Objetivo de la tarea: Reescribe el fragmento del texto sobre la decisión de abortar que empieza en "Cuando empiezo a" y termina tras "rencor y resentimiento.", cambiando "correo electrónico" por "mensaje de texto".

Fragmento del texto:

--------

¿Qué pasa con él cuando ella decide abortar?
Cuando empiezo a escribir estas líneas, siento en mi cuerpo la misma sensación de inercia y abstracción que me provocó el enterarme que mi ex pareja estaba embarazada y que había decidido abortar. Me lo comunicó a través de un correo electrónico, justo un mes después que terminamos nuestra relación. Me hizo llegar la noticia el día de mi cumpleaños y no lo terminé de la mejor manera. Cumplía 23. Debo haber estado al menos unos 30 minutos mirando la pantalla del computador, releyendo una y otra vez los párrafos que me había escrito, de buenas a primeras, con mucho rencor y resentimiento.
Yo estaba enamorado de ella, aun habiendo terminado, y esta situación agravó inexorablemente mi pena, ya no solo de haberla perdido como pareja, sino que también porque se presentó este punto de inflexión en nuestros devenires que harían muy difícil, por decir lo menos, el sostener algún tipo de amistad o separar nuestros caminos de manera pacífica. Su embarazo y posterior aborto sentaron el fin de nuestra historia y el inicio de una cuestión, que para mí, como hombre, me destruyó completamente. Rompió con todos mis cánones, violó mi moral, cambió mi identidad y la manera en que me relacioné con las personas desde ese punto en adelante.
Mi posición frente a temas reproductivos siempre fue clara: sí deben haber derechos garantizados para decidir, cuándo y dónde tener hijos; y en el caso en que no se dieran las circunstancias, que existan marcos legales e institucionalizados para llevar a cabo abortos terapéuticos que no pongan en riesgo la vida de la mujer. Este punto, siempre acompañado desde una perspectiva de género, el cual implica que es ella quien finalmente decide por sobre las pretensiones del hombre. Hay una maldita condición biológica y fisiológica, que también deriva en lo cultural, que condena a la mujer a estar en una posición asimétrica respecto al hombre. Es ella quien engendra y fecunda. Está en su cuerpo y no en el del hombre, el espacio donde se fabrica la vida. Ellas, al fin y al cabo, lo son todo; el hombre, solo un músculo ajeno.
Es fácil hacer poesía con la moral y la ética, pero no cuando te enfrentas a ella cara a cara. Es realidad, pura y dura. Y es allí donde ninguna mente, por muy desarrollada y educada que sea, podría resistir los azotes que implica el afrontar un embarazo no deseado y saber que se realizará un aborto, en la clandestinidad, expuesto a un sinfín de factores que podrían desembocar en cárcel, castigos e incluso, la muerte.
Su mensaje fue claro: no necesito que estés; dudo que puedas ayudarme. Me contó que su círculo de amigos más cercanos ya estaban al tanto y que incluso su familia sabía y la apoyaría en su empresa de abortar. Tuve escasos detalles del proceso, porque su decisión implicaba también mantenerme totalmente al margen del asunto, obviando, lamentablemente, que yo era parte intrínseca y fundamental de lo que le estaba pasando. Me sentí totalmente inútil y los días posteriores fueron quizá, los peores que he pasado en mi vida. Lo único que atinaba a hacer era preguntar. Preguntar en qué estaba. Si las pastillas que encargó ya habían llegado. Si la ginecóloga que había contactado era de confianza y no delataría esto a la policía; si ella estaba bien, que cómo se sentía. Sus respuestas eran escuetas y siempre con ánimo de que dejara de cuestionar y preguntar.

--------

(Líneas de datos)
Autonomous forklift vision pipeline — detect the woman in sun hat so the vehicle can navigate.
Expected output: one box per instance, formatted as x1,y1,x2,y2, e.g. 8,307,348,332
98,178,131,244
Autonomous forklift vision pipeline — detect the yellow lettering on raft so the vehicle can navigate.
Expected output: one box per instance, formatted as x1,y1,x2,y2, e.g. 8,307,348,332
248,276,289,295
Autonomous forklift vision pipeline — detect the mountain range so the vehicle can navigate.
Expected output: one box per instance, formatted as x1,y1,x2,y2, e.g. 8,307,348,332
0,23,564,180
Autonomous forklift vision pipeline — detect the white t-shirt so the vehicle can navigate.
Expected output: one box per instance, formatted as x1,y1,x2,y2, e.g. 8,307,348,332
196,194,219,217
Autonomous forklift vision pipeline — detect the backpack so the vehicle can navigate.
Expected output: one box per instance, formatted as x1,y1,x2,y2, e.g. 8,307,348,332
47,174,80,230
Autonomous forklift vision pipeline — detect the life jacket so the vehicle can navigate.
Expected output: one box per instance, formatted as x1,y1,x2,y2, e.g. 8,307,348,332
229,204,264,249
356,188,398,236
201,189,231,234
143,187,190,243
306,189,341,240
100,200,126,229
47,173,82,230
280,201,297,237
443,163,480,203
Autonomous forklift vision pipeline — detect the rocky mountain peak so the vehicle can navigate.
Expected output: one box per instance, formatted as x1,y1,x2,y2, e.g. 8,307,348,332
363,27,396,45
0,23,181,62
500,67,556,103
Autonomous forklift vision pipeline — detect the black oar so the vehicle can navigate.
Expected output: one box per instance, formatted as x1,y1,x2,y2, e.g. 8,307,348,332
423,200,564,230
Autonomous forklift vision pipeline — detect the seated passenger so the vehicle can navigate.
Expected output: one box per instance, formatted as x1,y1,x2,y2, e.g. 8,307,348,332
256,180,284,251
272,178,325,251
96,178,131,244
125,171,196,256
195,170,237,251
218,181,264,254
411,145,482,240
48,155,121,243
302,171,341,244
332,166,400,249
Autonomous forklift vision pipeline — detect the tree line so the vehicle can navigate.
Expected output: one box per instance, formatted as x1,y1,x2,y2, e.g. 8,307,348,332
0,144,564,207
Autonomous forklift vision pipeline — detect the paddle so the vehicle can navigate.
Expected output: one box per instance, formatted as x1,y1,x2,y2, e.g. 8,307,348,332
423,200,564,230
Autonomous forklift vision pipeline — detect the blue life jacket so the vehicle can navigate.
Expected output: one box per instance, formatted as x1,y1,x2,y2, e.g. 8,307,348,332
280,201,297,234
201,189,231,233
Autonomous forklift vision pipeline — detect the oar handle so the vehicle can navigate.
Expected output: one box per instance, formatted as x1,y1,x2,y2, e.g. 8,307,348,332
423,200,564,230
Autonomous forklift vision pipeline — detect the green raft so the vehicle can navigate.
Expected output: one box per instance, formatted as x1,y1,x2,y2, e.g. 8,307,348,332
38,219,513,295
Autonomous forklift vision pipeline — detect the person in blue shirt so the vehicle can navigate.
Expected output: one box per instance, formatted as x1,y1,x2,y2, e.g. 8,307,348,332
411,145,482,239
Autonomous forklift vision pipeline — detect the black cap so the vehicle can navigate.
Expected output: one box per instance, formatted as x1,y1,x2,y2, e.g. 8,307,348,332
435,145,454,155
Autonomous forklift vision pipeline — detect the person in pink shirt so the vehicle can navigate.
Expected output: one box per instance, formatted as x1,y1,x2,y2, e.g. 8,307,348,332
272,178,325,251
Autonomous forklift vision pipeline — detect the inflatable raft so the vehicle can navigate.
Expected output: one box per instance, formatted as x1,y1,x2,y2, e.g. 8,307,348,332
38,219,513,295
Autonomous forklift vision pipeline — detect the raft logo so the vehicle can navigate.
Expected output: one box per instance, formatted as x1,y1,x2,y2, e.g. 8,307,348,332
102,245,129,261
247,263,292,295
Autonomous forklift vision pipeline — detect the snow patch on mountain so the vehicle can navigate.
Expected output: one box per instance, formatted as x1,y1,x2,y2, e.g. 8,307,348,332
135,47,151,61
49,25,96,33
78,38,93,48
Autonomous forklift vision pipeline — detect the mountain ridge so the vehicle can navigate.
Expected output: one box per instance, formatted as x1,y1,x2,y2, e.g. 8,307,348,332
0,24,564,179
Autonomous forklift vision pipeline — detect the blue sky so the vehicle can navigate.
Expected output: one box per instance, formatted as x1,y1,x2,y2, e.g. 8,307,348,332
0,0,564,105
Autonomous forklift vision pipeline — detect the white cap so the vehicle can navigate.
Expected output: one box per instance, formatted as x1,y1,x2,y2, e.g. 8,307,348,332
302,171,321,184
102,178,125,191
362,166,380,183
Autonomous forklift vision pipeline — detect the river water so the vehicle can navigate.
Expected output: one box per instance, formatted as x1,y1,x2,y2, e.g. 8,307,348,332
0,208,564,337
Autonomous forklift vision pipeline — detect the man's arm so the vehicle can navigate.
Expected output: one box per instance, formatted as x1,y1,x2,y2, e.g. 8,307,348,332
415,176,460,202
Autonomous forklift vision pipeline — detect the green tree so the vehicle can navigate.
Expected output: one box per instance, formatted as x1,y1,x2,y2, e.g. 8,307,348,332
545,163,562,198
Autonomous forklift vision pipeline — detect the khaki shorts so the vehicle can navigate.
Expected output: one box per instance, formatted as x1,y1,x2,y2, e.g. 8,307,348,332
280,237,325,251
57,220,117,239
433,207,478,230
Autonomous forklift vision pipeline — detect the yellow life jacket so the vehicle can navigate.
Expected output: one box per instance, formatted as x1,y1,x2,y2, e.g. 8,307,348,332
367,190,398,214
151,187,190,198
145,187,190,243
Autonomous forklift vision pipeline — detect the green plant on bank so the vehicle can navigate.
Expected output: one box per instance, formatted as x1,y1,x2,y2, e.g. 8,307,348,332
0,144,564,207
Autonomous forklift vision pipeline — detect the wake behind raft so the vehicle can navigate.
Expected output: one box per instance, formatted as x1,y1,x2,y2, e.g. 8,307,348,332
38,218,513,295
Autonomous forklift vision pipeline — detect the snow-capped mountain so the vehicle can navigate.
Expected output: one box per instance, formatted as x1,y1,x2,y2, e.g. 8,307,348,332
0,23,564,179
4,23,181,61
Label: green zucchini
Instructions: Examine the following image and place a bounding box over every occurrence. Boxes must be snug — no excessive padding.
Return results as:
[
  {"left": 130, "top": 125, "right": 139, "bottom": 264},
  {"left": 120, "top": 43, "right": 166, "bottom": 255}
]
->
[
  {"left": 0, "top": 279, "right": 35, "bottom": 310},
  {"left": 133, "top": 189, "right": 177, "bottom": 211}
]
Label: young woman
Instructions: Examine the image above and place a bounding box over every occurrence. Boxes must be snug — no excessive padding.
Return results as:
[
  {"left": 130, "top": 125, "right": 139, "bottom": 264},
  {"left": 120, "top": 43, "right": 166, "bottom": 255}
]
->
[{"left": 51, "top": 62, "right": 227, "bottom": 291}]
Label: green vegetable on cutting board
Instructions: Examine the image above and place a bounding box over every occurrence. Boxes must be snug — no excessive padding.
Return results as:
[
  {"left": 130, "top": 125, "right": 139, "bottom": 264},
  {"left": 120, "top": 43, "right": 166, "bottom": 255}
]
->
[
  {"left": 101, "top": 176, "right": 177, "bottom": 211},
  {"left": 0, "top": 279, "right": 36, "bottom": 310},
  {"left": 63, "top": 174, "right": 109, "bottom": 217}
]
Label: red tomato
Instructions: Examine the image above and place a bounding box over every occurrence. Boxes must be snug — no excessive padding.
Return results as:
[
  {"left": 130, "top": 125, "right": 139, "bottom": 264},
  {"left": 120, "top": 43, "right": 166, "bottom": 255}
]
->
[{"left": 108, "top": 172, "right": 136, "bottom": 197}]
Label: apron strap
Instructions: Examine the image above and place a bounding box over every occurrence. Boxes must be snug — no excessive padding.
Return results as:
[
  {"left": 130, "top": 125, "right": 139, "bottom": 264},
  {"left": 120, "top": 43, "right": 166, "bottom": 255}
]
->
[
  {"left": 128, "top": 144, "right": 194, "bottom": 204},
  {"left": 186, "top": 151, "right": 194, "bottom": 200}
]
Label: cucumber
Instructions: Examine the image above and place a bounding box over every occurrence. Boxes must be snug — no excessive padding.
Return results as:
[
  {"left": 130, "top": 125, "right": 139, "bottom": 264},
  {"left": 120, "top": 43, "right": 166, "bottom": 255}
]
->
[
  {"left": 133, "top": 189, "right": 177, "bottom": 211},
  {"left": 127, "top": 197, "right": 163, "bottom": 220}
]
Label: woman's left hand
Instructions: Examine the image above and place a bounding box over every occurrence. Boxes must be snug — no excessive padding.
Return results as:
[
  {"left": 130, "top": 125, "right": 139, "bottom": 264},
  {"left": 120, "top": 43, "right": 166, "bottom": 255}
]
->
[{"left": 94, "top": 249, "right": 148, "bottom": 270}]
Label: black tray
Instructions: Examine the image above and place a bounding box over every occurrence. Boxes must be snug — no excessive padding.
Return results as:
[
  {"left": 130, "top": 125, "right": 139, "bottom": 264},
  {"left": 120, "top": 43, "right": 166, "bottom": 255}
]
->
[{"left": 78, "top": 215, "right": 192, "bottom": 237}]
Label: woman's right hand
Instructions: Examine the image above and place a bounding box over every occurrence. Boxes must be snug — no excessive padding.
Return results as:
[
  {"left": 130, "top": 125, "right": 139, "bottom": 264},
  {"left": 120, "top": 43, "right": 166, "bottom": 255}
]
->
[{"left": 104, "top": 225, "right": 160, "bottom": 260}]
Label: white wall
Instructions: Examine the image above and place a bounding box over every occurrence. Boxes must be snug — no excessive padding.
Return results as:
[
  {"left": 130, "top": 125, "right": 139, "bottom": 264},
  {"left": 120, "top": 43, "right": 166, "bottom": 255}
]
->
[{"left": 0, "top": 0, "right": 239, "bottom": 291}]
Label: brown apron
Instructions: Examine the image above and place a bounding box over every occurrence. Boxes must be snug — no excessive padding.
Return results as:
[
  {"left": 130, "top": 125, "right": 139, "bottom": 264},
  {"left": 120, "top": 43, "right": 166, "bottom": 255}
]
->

--------

Resultado:
Cuando empiezo a escribir estas líneas, siento en mi cuerpo la misma sensación de inercia y abstracción que me provocó el enterarme que mi ex pareja estaba embarazada y que había decidido abortar. Me lo comunicó a través de un mensaje de texto, justo un mes después que terminamos nuestra relación. Me hizo llegar la noticia el día de mi cumpleaños y no lo terminé de la mejor manera. Cumplía 23. Debo haber estado al menos unos 30 minutos mirando la pantalla del computador, releyendo una y otra vez los párrafos que me había escrito, de buenas a primeras, con mucho rencor y resentimiento.